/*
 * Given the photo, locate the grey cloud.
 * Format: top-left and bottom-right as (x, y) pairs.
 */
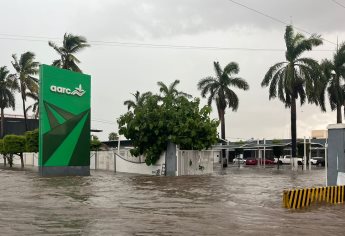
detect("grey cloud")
(2, 0), (343, 40)
(69, 0), (345, 40)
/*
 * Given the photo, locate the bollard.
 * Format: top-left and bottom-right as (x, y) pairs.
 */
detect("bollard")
(283, 185), (345, 209)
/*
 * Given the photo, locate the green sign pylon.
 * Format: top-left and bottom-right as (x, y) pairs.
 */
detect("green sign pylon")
(39, 65), (91, 176)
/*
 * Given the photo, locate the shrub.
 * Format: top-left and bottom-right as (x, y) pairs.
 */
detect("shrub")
(4, 135), (26, 154)
(25, 129), (39, 152)
(90, 139), (101, 151)
(0, 139), (4, 154)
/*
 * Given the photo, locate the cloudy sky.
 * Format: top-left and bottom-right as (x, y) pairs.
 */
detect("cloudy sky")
(0, 0), (344, 141)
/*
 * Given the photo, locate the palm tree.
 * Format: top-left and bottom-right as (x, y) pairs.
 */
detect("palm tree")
(25, 90), (39, 119)
(198, 61), (249, 142)
(157, 80), (191, 104)
(320, 43), (345, 123)
(11, 52), (39, 131)
(261, 25), (323, 158)
(48, 33), (90, 73)
(124, 91), (152, 110)
(0, 66), (19, 137)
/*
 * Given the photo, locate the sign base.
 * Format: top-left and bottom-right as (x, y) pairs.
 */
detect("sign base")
(39, 166), (90, 176)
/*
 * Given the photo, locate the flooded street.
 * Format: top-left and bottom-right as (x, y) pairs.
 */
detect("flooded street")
(0, 166), (344, 236)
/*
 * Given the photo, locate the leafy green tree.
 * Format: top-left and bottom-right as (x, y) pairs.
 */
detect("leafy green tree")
(4, 135), (26, 168)
(48, 33), (90, 73)
(123, 91), (152, 110)
(198, 61), (249, 143)
(11, 52), (39, 131)
(118, 95), (219, 165)
(261, 25), (323, 158)
(108, 132), (118, 141)
(0, 66), (19, 137)
(320, 42), (345, 123)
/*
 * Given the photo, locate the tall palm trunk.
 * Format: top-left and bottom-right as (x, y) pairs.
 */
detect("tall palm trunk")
(219, 110), (226, 141)
(0, 107), (4, 138)
(337, 104), (342, 123)
(21, 93), (28, 131)
(218, 108), (226, 158)
(291, 97), (297, 158)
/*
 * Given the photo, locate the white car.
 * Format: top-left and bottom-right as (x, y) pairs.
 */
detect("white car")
(233, 157), (246, 165)
(310, 157), (325, 166)
(274, 155), (303, 165)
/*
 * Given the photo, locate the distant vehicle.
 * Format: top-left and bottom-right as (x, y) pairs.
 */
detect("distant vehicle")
(245, 158), (257, 165)
(233, 157), (246, 165)
(260, 159), (275, 165)
(310, 157), (325, 166)
(274, 155), (303, 165)
(246, 158), (275, 165)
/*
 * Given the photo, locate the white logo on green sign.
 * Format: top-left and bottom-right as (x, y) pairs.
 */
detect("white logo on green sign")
(50, 84), (86, 97)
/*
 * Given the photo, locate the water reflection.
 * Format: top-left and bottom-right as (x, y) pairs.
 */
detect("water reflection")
(0, 166), (344, 235)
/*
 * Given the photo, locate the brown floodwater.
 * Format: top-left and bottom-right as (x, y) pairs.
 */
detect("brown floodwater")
(0, 165), (344, 236)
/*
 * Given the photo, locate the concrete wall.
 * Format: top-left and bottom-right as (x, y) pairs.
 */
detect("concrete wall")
(0, 149), (216, 176)
(177, 150), (216, 176)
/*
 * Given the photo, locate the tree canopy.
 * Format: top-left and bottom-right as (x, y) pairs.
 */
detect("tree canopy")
(118, 94), (219, 165)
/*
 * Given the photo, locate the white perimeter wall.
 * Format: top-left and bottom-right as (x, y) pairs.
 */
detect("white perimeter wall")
(0, 149), (219, 176)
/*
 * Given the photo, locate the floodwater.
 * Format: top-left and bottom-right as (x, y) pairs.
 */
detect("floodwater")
(0, 165), (344, 236)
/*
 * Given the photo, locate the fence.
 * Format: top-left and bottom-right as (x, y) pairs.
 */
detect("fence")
(0, 149), (217, 176)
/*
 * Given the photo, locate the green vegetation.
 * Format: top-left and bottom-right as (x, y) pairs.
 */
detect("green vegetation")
(25, 90), (39, 119)
(119, 82), (219, 165)
(11, 52), (39, 131)
(0, 66), (19, 137)
(0, 131), (38, 168)
(198, 61), (249, 144)
(261, 25), (323, 158)
(320, 43), (345, 123)
(108, 132), (119, 141)
(123, 91), (152, 111)
(49, 33), (90, 73)
(3, 135), (26, 168)
(25, 129), (39, 153)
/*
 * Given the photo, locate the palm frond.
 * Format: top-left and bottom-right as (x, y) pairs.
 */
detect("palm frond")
(213, 61), (223, 80)
(157, 81), (169, 95)
(261, 62), (286, 87)
(230, 77), (249, 90)
(223, 62), (239, 75)
(224, 88), (239, 111)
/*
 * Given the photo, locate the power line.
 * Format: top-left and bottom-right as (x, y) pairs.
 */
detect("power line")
(225, 0), (337, 46)
(0, 35), (335, 52)
(331, 0), (345, 9)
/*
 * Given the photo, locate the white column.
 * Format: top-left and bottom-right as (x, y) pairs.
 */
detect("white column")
(303, 136), (307, 171)
(263, 139), (266, 168)
(325, 140), (328, 186)
(257, 139), (261, 167)
(117, 136), (121, 155)
(309, 137), (311, 171)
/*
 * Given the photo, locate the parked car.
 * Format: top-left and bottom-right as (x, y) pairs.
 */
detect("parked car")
(246, 158), (275, 165)
(274, 155), (303, 165)
(259, 159), (275, 165)
(310, 157), (325, 166)
(245, 158), (257, 165)
(233, 157), (246, 165)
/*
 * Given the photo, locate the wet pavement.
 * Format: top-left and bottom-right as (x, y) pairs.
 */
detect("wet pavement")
-*-
#### What you are asked to do
Print the lines from the beginning of the records up to and including the line containing "green sign pylon.", word for word, with no pictures.

#### Answer
/*
 * Given the photo, locate the grey cloud.
 * Format: top-left and bottom-right as (x, y) pairs.
 */
detect("grey cloud")
(2, 0), (343, 40)
(69, 0), (345, 40)
/*
 * Given the photo, locate the bollard.
 * Format: top-left and bottom-right as (x, y) pairs.
 */
detect("bollard")
(283, 185), (345, 209)
/*
 * Given the photo, locate the green sign pylon.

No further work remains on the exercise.